Task to complete: Could you transcribe every one of the records below word for word, leaving the pictures out of your copy?

|---|

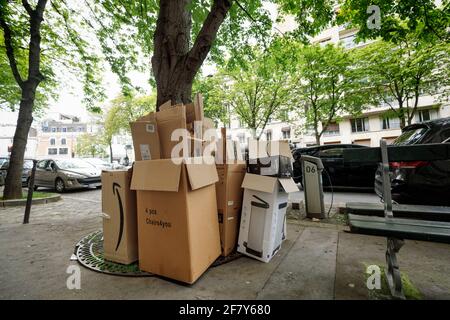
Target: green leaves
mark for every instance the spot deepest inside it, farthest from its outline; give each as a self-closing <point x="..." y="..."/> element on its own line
<point x="400" y="73"/>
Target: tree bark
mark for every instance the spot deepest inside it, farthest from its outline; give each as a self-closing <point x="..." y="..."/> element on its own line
<point x="174" y="64"/>
<point x="13" y="182"/>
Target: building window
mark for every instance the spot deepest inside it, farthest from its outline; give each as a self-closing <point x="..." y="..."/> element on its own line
<point x="390" y="123"/>
<point x="332" y="129"/>
<point x="360" y="124"/>
<point x="286" y="132"/>
<point x="425" y="115"/>
<point x="63" y="151"/>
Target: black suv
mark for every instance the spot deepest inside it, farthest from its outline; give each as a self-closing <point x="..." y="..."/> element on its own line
<point x="420" y="182"/>
<point x="359" y="175"/>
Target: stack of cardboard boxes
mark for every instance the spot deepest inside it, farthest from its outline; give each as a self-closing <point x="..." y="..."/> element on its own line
<point x="177" y="210"/>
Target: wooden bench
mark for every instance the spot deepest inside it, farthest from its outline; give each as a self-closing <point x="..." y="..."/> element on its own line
<point x="420" y="212"/>
<point x="396" y="229"/>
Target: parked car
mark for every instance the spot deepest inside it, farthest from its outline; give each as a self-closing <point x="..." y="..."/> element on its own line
<point x="420" y="182"/>
<point x="27" y="166"/>
<point x="359" y="175"/>
<point x="2" y="179"/>
<point x="66" y="174"/>
<point x="104" y="165"/>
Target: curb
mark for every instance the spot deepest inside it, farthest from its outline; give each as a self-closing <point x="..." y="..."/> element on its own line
<point x="22" y="202"/>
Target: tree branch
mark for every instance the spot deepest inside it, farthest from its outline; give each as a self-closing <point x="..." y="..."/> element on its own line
<point x="27" y="7"/>
<point x="10" y="49"/>
<point x="207" y="35"/>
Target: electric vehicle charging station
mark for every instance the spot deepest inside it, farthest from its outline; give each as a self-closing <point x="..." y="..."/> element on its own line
<point x="312" y="168"/>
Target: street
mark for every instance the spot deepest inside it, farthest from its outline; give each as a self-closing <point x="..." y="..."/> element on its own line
<point x="317" y="261"/>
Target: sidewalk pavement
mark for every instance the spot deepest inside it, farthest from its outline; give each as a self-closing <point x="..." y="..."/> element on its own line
<point x="317" y="261"/>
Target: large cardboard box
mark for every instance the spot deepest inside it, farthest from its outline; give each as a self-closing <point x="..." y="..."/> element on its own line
<point x="270" y="158"/>
<point x="144" y="132"/>
<point x="120" y="242"/>
<point x="177" y="217"/>
<point x="263" y="215"/>
<point x="229" y="203"/>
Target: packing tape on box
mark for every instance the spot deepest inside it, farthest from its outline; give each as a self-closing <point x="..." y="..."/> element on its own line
<point x="105" y="215"/>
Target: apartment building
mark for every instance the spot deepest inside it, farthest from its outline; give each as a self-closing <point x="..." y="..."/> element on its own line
<point x="8" y="122"/>
<point x="57" y="136"/>
<point x="366" y="129"/>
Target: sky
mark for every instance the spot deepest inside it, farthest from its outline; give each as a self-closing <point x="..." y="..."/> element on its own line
<point x="69" y="101"/>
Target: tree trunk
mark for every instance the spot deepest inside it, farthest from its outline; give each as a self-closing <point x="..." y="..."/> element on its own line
<point x="174" y="64"/>
<point x="13" y="182"/>
<point x="317" y="138"/>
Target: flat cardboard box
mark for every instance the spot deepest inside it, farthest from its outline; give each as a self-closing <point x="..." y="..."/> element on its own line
<point x="120" y="242"/>
<point x="178" y="229"/>
<point x="229" y="203"/>
<point x="270" y="158"/>
<point x="145" y="136"/>
<point x="168" y="121"/>
<point x="263" y="214"/>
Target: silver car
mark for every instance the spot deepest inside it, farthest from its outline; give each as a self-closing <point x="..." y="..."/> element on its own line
<point x="66" y="174"/>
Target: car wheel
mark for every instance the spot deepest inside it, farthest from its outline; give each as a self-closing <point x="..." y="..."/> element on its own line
<point x="59" y="185"/>
<point x="28" y="185"/>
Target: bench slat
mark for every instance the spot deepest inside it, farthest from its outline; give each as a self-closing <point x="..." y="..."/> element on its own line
<point x="401" y="228"/>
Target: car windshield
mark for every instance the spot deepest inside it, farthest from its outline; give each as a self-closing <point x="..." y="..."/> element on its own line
<point x="28" y="164"/>
<point x="73" y="164"/>
<point x="411" y="136"/>
<point x="97" y="161"/>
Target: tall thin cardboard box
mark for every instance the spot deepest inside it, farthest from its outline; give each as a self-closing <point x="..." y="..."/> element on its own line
<point x="119" y="217"/>
<point x="229" y="203"/>
<point x="145" y="138"/>
<point x="169" y="120"/>
<point x="177" y="217"/>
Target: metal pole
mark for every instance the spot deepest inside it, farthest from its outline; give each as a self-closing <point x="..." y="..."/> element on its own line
<point x="30" y="194"/>
<point x="387" y="196"/>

|---|

Exercise solution:
Target: green leaves
mark for every instance the spot deepest inside it, farthest from its outline; give each as a self-closing <point x="..." y="..."/> element on its own line
<point x="400" y="73"/>
Target: tree bark
mark for every instance the spot deepest inside it, farthest from its outline; give each as a self-closing <point x="..." y="..."/> element on its own line
<point x="174" y="64"/>
<point x="13" y="182"/>
Target: building window
mark for every instance the spot deepest inside it, farthest from its outline; give each as a self-closing <point x="..." y="..."/> element on its own line
<point x="390" y="123"/>
<point x="332" y="129"/>
<point x="360" y="124"/>
<point x="286" y="132"/>
<point x="425" y="115"/>
<point x="63" y="151"/>
Target: black suv
mark for every instance the spot deepest inside it, farthest from its outline; give each as a self-closing <point x="..." y="..."/> element on its own line
<point x="420" y="182"/>
<point x="359" y="175"/>
Target: stack of cardboard boxes
mark for every instance the spot deepest inside it, farthest from its outline; give each as a self-closing <point x="..." y="..."/> element on its own line
<point x="177" y="210"/>
Target: wooden bench
mark for every instance the spot deepest inside it, farthest from its outline; give each as a self-closing <point x="..." y="..."/> element on its own line
<point x="420" y="212"/>
<point x="396" y="229"/>
Target: parked car
mark for every instance the spot deepest inside it, farthest from its outline; give each as a self-closing <point x="..." y="..."/> element on its own line
<point x="420" y="182"/>
<point x="27" y="166"/>
<point x="359" y="175"/>
<point x="2" y="179"/>
<point x="66" y="174"/>
<point x="104" y="165"/>
Target: curb
mark for every instance the spot deepest inside it, farthest from its outline; give each as a self-closing <point x="..." y="..."/> element on its own line
<point x="22" y="202"/>
Target: tree branch
mark for every instance the spot deepest inside it, farthest from its outline; give each as a self-closing <point x="..." y="..."/> element on its own line
<point x="27" y="7"/>
<point x="10" y="49"/>
<point x="207" y="35"/>
Target: electric vehicle charging station
mark for every instance the spot deepest inside it, farthest from its outline; give each as a self-closing <point x="..." y="..."/> element on its own line
<point x="312" y="168"/>
Target: street
mark for every instance the spot deepest inside it, farthest from its outline; give each as a self-closing <point x="..." y="..."/> element on its own line
<point x="317" y="261"/>
Target: sidewalk pavement
mark for every instance the spot deepest inside it, farthest from its outline; give each as a self-closing <point x="..." y="..."/> element on its own line
<point x="317" y="261"/>
Target: large cardboard box
mark for every instance the spot deepest inside it, farthest from its outline; give each as a self-closing <point x="..." y="..."/> element on its own line
<point x="270" y="158"/>
<point x="144" y="132"/>
<point x="120" y="242"/>
<point x="177" y="217"/>
<point x="263" y="215"/>
<point x="229" y="203"/>
Target: packing tape on box
mark for every instance the spot deepest inside it, farthest from its outline; give each as a self-closing <point x="..." y="..."/> element on its own line
<point x="105" y="215"/>
Target: apartment building
mark for every instance the spot deepest inside it, farthest from its outline; give each as a self-closing <point x="..." y="..."/> element on its own line
<point x="8" y="122"/>
<point x="57" y="136"/>
<point x="366" y="129"/>
Target: sky
mark for every instance the spot deepest inside it, farthest from its outline; give each as a self-closing <point x="..." y="..."/> element on its own line
<point x="69" y="101"/>
Target: tree trunk
mark for every instance the spot deepest inside it, farthest from its outline; give each as a self-closing <point x="..." y="..."/> element on its own line
<point x="174" y="64"/>
<point x="13" y="182"/>
<point x="317" y="138"/>
Target: flat cardboard box
mark for every instance the spot deepest inside it, farthest from its outline; give each as a self-closing <point x="..." y="..."/> element on its own line
<point x="120" y="242"/>
<point x="178" y="229"/>
<point x="229" y="203"/>
<point x="270" y="158"/>
<point x="145" y="136"/>
<point x="168" y="121"/>
<point x="263" y="214"/>
Target: silver car
mark for every instance the spot deepest inside it, farthest from its outline; give each as a self-closing <point x="..." y="..."/> element on its own line
<point x="66" y="174"/>
Target: car wheel
mark for every instance the spot deepest inside it, farthest from its outline; give each as a self-closing <point x="..." y="..."/> element on its own line
<point x="59" y="185"/>
<point x="28" y="185"/>
Target: bench slat
mark for every instance the spot deepest inside it, farthest from its outline; give each as a self-closing <point x="..." y="..."/> element on its own line
<point x="401" y="228"/>
Target: car windshield
mark for every instance the spot deepest inside it, farthest from its outline; give each as a self-closing <point x="..." y="..."/> element on its own line
<point x="28" y="164"/>
<point x="73" y="164"/>
<point x="411" y="136"/>
<point x="97" y="161"/>
Target: tall thin cardboard box
mark for every instance the spot deepest inside it, farthest from its outline; give each as a self-closing <point x="..." y="..."/> element on its own line
<point x="119" y="217"/>
<point x="229" y="203"/>
<point x="145" y="138"/>
<point x="169" y="120"/>
<point x="177" y="217"/>
Target: metal pole
mark for every instance the spot deepest inside it, farthest from its outline; give each as a self-closing <point x="..." y="..."/> element on its own line
<point x="30" y="194"/>
<point x="387" y="196"/>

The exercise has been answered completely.